Listing
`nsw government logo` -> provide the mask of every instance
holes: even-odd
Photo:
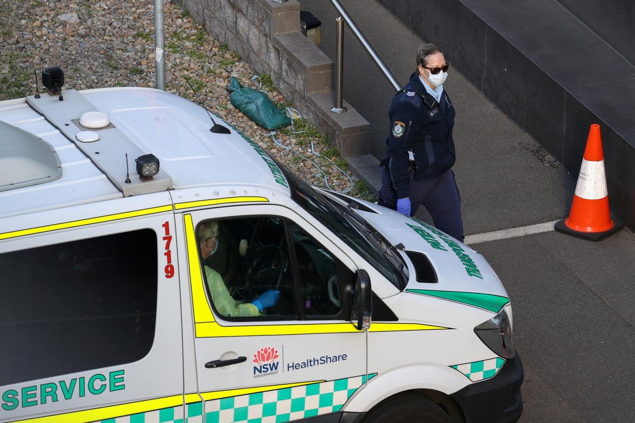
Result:
[[[253,377],[262,377],[275,375],[278,372],[280,362],[277,350],[273,347],[265,347],[258,350],[253,354]]]

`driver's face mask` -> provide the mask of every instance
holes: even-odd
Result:
[[[214,241],[214,249],[212,250],[211,248],[210,248],[210,255],[212,255],[214,253],[215,253],[218,250],[218,238],[210,238],[210,239],[213,239]],[[208,248],[209,248],[209,247],[208,247]]]

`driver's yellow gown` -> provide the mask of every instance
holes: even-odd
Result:
[[[227,317],[251,317],[260,316],[258,307],[251,303],[241,304],[229,295],[225,281],[218,272],[205,266],[207,285],[210,287],[211,300],[217,311]]]

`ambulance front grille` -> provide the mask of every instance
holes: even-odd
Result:
[[[415,271],[417,273],[417,281],[421,283],[436,283],[439,281],[437,279],[436,272],[432,267],[427,255],[423,253],[414,251],[406,251],[406,255],[412,262],[415,266]]]

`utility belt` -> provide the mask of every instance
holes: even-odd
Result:
[[[390,170],[389,170],[389,169],[388,168],[388,162],[389,161],[390,161],[390,158],[388,158],[388,157],[384,158],[384,159],[382,159],[381,161],[379,162],[379,167],[380,168],[385,167],[386,168],[386,170],[388,170],[389,171],[390,171]],[[414,160],[408,160],[408,173],[410,173],[413,170],[417,170],[417,162],[415,161]]]

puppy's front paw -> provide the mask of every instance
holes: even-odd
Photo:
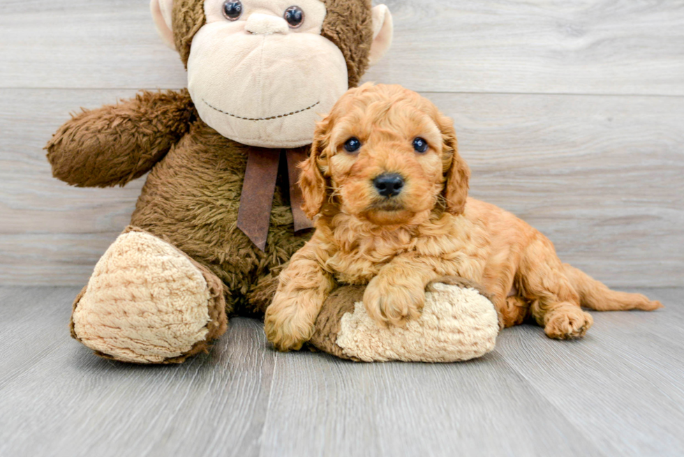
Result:
[[[549,338],[556,340],[582,338],[594,323],[591,315],[575,306],[561,306],[549,311],[545,319],[544,332]]]
[[[315,316],[312,317],[301,306],[274,299],[266,310],[264,329],[268,340],[278,351],[298,351],[311,338],[315,322]]]
[[[423,288],[390,285],[379,276],[369,283],[364,294],[366,311],[380,324],[403,327],[420,316],[424,304]]]

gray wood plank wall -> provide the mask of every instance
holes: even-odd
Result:
[[[452,116],[473,195],[614,286],[684,285],[684,1],[388,0],[367,80]],[[185,72],[147,0],[0,0],[0,284],[82,285],[142,180],[77,189],[42,150],[79,107]]]

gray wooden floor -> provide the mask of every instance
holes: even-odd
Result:
[[[681,456],[682,289],[594,313],[583,340],[505,331],[448,365],[281,354],[231,321],[211,354],[141,367],[67,331],[74,287],[0,287],[1,456]]]

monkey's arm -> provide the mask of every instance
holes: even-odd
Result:
[[[84,110],[47,143],[52,174],[79,187],[124,186],[150,170],[188,131],[195,110],[188,91],[141,92]]]

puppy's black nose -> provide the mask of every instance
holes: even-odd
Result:
[[[383,173],[373,180],[373,185],[378,189],[378,193],[389,198],[401,193],[403,178],[396,173]]]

Task instructions
Return every item above line for line without changing anything, but leave the pictures out.

Written answer
`nsw government logo` -> provide the mask of every instance
holes: even-odd
Photo:
Result:
[[[253,377],[262,377],[275,375],[278,372],[280,362],[277,350],[273,347],[265,347],[258,350],[253,354]]]

`driver's face mask` -> provide the mask of every instance
holes: even-odd
Result:
[[[214,241],[214,249],[212,250],[211,248],[210,248],[210,255],[212,255],[214,253],[215,253],[218,250],[218,238],[210,238],[210,239],[213,239]],[[208,248],[209,248],[209,247],[208,247]]]

`driver's yellow gown` -> provide the mask of every instance
holes: even-odd
Result:
[[[227,317],[251,317],[260,316],[258,307],[251,303],[241,304],[229,295],[225,281],[218,272],[205,266],[207,285],[210,287],[211,300],[217,311]]]

`ambulance front grille` -> provide the mask of every instance
holes: even-odd
Result:
[[[415,271],[417,273],[417,281],[421,283],[436,283],[439,281],[437,279],[436,272],[432,267],[427,255],[423,253],[414,251],[406,251],[406,255],[412,262],[415,266]]]

`utility belt` -> provide the mask of every instance
holes: even-odd
Result:
[[[390,170],[389,170],[389,169],[388,168],[388,162],[389,161],[390,161],[390,158],[388,158],[388,157],[384,158],[384,159],[382,159],[381,161],[379,162],[379,167],[380,168],[385,167],[386,168],[386,170],[388,170],[389,171],[390,171]],[[414,160],[408,160],[408,173],[410,173],[413,170],[417,170],[417,162],[415,161]]]

puppy's front paw -> provide the mask of every instance
holes: even-odd
Photo:
Result:
[[[549,338],[556,340],[582,338],[594,323],[591,315],[575,306],[561,306],[549,311],[545,319],[544,332]]]
[[[315,316],[312,317],[301,306],[274,299],[266,310],[264,329],[268,340],[278,351],[298,351],[311,338],[315,322]]]
[[[423,288],[390,285],[379,276],[369,283],[364,294],[366,311],[380,324],[403,327],[420,316],[424,304]]]

gray wood plank wall -> provide the mask of every instance
holes: even-odd
Result:
[[[452,116],[473,195],[614,286],[684,285],[684,1],[388,0],[367,80]],[[185,72],[147,0],[0,0],[0,284],[82,285],[142,180],[77,189],[42,150],[79,107]]]

gray wooden floor -> provide the mask of every instance
holes: even-odd
Result:
[[[681,456],[682,289],[594,313],[583,340],[505,331],[448,365],[281,354],[231,321],[211,354],[141,367],[67,331],[74,287],[0,287],[1,456]]]

monkey's arm -> provide the mask of every instance
holes: even-odd
Result:
[[[84,110],[47,143],[52,174],[79,187],[124,186],[150,170],[188,131],[195,110],[188,91],[141,92]]]

puppy's black nose -> provide the mask of every instance
holes: even-odd
Result:
[[[383,173],[373,180],[373,185],[378,189],[378,193],[389,198],[401,193],[403,178],[396,173]]]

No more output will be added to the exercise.